Texte fourni:

Emmanuel Le Roy Ladurie : « Si la droite est en crise, c’est qu’elle a perdu ses idées…»

Source [Institut Iliade] : Il est l’un des grands historiens français. En lui s’unissent le savant reconnu, le professeur honoré, l’auteur célèbre et le critique habile, capable de communiquer au public des gazettes l’essentiel d’un livre ou d’une œuvre en quatre colonnes limpides et parfois subtilement irrévérencieuses. Il a trop le sentiment de sa valeur pour pontifier, ce qui, d’évidence, n’est pas dans son tempérament. Le contact est donc cordial, et pourtant je le sens tourner autour de moi avec la curiosité d’un chien de chasse humant des effluves non identifiées. Au cours de la conversation qui fuse et crépite, en écoutant les réparties et les incidentes malicieuses, j’ai le sentiment que, malgré les honneurs et les années, l’ancien normalien n’a rien perdu de la vivacité, voire de l’imprudence de sa jeunesse, tout cela enrobé d’habileté.

Sa qualité d’historien des comportements et des mentalités le désigne tout particulièrement pour apporter des réponses aux questions posées par les bouleversements amorcés au cours des années soixante. Fort de son expérience personnelle et familiale, il en a une perception toute spéciale.

Emmanuel Le Roy Ladurie appartient à une lignée immergée depuis longtemps dans les tragédies de l’histoire. Tout en devisant, il évoque le destin de son père (1), mais aussi celui, moins connu, d’autres membres de sa famille. L’un des ses ancêtres en ligne directe ne fut-il pas un prêtre « défroqué » à l’époque révolutionnaire ? Sort qui contraste avec celui de son grand-père, officier de carrière, « un Dreyfus de droite », chassé de l’armée en 1906 pour avoir refusé de prêter la main aux inventaires forcés des biens ecclésiastiques. De tels souvenirs favorisent le recul face aux péripéties de l’histoire. D’autant que son itinéraire personnel n’est pas non plus de tout repos.

Enregistrements de données:
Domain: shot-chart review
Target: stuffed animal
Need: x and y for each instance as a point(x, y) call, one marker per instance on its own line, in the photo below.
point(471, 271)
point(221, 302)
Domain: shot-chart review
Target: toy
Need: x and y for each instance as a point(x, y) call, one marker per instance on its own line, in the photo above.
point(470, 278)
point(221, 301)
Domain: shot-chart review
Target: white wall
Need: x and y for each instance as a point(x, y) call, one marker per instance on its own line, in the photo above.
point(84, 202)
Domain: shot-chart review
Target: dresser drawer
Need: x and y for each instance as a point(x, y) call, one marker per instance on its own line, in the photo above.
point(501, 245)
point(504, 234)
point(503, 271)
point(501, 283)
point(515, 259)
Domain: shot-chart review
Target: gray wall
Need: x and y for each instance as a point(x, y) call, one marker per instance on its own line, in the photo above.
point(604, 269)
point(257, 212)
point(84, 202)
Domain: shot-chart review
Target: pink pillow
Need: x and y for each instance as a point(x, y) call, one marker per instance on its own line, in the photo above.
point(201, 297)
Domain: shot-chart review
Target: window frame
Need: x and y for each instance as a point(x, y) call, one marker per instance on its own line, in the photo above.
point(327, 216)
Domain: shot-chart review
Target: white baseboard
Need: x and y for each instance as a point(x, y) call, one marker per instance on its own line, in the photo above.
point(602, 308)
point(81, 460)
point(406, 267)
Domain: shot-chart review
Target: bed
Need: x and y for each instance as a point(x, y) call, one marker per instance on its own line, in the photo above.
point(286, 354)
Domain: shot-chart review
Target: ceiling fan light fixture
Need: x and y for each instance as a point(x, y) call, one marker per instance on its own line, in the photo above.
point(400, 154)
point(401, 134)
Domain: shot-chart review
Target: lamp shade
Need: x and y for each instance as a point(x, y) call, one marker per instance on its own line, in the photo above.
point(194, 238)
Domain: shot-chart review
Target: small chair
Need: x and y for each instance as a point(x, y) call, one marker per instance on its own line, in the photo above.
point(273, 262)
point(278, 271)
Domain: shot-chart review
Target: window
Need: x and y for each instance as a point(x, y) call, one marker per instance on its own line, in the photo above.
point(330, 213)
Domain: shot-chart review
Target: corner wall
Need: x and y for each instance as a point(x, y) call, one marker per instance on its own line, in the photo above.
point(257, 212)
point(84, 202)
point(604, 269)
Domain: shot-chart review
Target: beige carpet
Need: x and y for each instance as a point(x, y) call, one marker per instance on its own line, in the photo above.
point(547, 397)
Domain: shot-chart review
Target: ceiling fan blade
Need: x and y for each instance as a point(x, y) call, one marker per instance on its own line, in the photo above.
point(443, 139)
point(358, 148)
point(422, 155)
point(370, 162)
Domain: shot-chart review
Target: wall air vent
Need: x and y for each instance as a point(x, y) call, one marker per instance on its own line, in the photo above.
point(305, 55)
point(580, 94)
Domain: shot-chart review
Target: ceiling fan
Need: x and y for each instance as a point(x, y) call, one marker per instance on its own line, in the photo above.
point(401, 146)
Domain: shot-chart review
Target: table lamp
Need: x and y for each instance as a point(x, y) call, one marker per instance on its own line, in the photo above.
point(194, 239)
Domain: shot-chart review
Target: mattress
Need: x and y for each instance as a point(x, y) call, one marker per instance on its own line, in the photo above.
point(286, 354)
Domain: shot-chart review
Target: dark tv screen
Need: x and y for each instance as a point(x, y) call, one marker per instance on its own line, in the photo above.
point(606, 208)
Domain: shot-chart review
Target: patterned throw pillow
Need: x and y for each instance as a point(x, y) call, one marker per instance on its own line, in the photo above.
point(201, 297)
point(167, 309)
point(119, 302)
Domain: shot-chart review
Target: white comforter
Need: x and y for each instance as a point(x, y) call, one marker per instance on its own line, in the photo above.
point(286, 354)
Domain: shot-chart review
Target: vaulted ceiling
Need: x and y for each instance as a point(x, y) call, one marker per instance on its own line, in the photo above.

Consignes:
**A)** Recopiez intégralement le texte sur Emmanuel Le Roy Ladurie, sans y apporter la moindre modification.
**B)** Reproduisez à l'identique les enregistrements en partant de leur tout début et en terminant par la ligne qui contient « point(515, 259) », celle-ci comprise.
Le texte et les enregistrements proviennent de sources distinctes.

Réponses aux consignes:
**A)**
Emmanuel Le Roy Ladurie : « Si la droite est en crise, c’est qu’elle a perdu ses idées…»

Source [Institut Iliade] : Il est l’un des grands historiens français. En lui s’unissent le savant reconnu, le professeur honoré, l’auteur célèbre et le critique habile, capable de communiquer au public des gazettes l’essentiel d’un livre ou d’une œuvre en quatre colonnes limpides et parfois subtilement irrévérencieuses. Il a trop le sentiment de sa valeur pour pontifier, ce qui, d’évidence, n’est pas dans son tempérament. Le contact est donc cordial, et pourtant je le sens tourner autour de moi avec la curiosité d’un chien de chasse humant des effluves non identifiées. Au cours de la conversation qui fuse et crépite, en écoutant les réparties et les incidentes malicieuses, j’ai le sentiment que, malgré les honneurs et les années, l’ancien normalien n’a rien perdu de la vivacité, voire de l’imprudence de sa jeunesse, tout cela enrobé d’habileté.

Sa qualité d’historien des comportements et des mentalités le désigne tout particulièrement pour apporter des réponses aux questions posées par les bouleversements amorcés au cours des années soixante. Fort de son expérience personnelle et familiale, il en a une perception toute spéciale.

Emmanuel Le Roy Ladurie appartient à une lignée immergée depuis longtemps dans les tragédies de l’histoire. Tout en devisant, il évoque le destin de son père (1), mais aussi celui, moins connu, d’autres membres de sa famille. L’un des ses ancêtres en ligne directe ne fut-il pas un prêtre « défroqué » à l’époque révolutionnaire ? Sort qui contraste avec celui de son grand-père, officier de carrière, « un Dreyfus de droite », chassé de l’armée en 1906 pour avoir refusé de prêter la main aux inventaires forcés des biens ecclésiastiques. De tels souvenirs favorisent le recul face aux péripéties de l’histoire. D’autant que son itinéraire personnel n’est pas non plus de tout repos.

**B)**
Domain: shot-chart review
Target: stuffed animal
Need: x and y for each instance as a point(x, y) call, one marker per instance on its own line, in the photo below.
point(471, 271)
point(221, 302)
Domain: shot-chart review
Target: toy
Need: x and y for each instance as a point(x, y) call, one marker per instance on its own line, in the photo above.
point(470, 278)
point(221, 301)
Domain: shot-chart review
Target: white wall
Need: x and y for each instance as a point(x, y) call, one marker per instance on its own line, in the photo above.
point(84, 202)
Domain: shot-chart review
Target: dresser drawer
Need: x and y for each instance as a point(x, y) call, one marker per instance on its own line, in the photo above.
point(501, 245)
point(504, 234)
point(503, 271)
point(501, 283)
point(515, 259)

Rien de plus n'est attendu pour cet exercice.